■ Request 1: Which rows below contain the word "fence"? Locate each one and copy it out in full.

■ Text segment:
%%
Which is More Beneficial?

Which is more beneficial for improving English or foreign language proficiency: more hours or more classes? At first it would seem that they are the same thing. They are most definitely not. Let me explain.

Academic and Private English Language Institutes

Many academic and private English and foreign language institutes are increasingly demonstrating an alarming tendency towards fewer and fewer actual contact hours and increasing the number of "self study" hours – which you pay them for, by the way. The preference is to lump learners into one long weekly class in leiu of several shorter ones during the week. Although this might seem top aid the institute's bottom line, it will inevitably negatively impact teachers and learners when overall language learning and skills are diminished.

More Hours of English

To provide learners with more hours of English means to increase the actual number of English language learning hours without specifying any particular distribution. To go from three to five hours of English per week to ten or even fifteen hours per week can not necessarily be deemed a bad thing. Or could it?

If you have three contact hours, that is, three hours of actual class time in front of an English teacher, this of course is far too few hours for any fundamental, true English or foreign language skills development even over a long term. Raising that to additional hours but having the additional hours as "self-study", virtual or other types of non-contact hours does little, in my opinion, to aid in the development of English or other foreign language skills.
%%
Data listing
%%
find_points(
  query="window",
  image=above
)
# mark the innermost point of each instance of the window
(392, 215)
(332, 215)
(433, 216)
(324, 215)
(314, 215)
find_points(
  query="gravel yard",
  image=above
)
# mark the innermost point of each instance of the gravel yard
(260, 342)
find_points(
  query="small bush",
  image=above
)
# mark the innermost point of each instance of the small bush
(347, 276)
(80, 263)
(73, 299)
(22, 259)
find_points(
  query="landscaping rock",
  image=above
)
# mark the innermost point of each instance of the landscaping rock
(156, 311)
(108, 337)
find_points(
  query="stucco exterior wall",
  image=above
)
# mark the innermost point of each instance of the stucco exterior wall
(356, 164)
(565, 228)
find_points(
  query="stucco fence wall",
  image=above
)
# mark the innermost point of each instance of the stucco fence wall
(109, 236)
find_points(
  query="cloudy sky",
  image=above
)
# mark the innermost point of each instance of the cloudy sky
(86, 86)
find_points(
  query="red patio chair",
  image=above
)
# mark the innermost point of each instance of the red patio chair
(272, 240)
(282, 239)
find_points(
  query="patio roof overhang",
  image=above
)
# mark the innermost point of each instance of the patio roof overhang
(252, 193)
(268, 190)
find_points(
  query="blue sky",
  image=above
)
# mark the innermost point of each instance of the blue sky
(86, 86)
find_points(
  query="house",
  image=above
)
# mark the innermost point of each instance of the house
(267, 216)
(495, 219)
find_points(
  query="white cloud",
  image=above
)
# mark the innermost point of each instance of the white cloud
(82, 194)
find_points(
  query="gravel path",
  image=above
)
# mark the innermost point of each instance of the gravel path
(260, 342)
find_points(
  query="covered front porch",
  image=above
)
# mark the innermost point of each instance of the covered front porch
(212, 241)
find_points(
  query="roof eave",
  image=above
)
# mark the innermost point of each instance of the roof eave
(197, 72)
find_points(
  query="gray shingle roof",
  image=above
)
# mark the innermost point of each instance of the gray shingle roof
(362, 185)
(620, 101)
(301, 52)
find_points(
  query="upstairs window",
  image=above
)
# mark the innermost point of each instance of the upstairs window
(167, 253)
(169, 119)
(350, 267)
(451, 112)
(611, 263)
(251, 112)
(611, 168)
%%
■ Request 2: Reproduce the passage of the article on English class hours starting at "Which is More Beneficial?" and ending at "skills are diminished.".

■ Complete output 1:
  query="stucco fence wall",
# mark the innermost point of each instance of the stucco fence wall

■ Complete output 2:
Which is More Beneficial?

Which is more beneficial for improving English or foreign language proficiency: more hours or more classes? At first it would seem that they are the same thing. They are most definitely not. Let me explain.

Academic and Private English Language Institutes

Many academic and private English and foreign language institutes are increasingly demonstrating an alarming tendency towards fewer and fewer actual contact hours and increasing the number of "self study" hours – which you pay them for, by the way. The preference is to lump learners into one long weekly class in leiu of several shorter ones during the week. Although this might seem top aid the institute's bottom line, it will inevitably negatively impact teachers and learners when overall language learning and skills are diminished.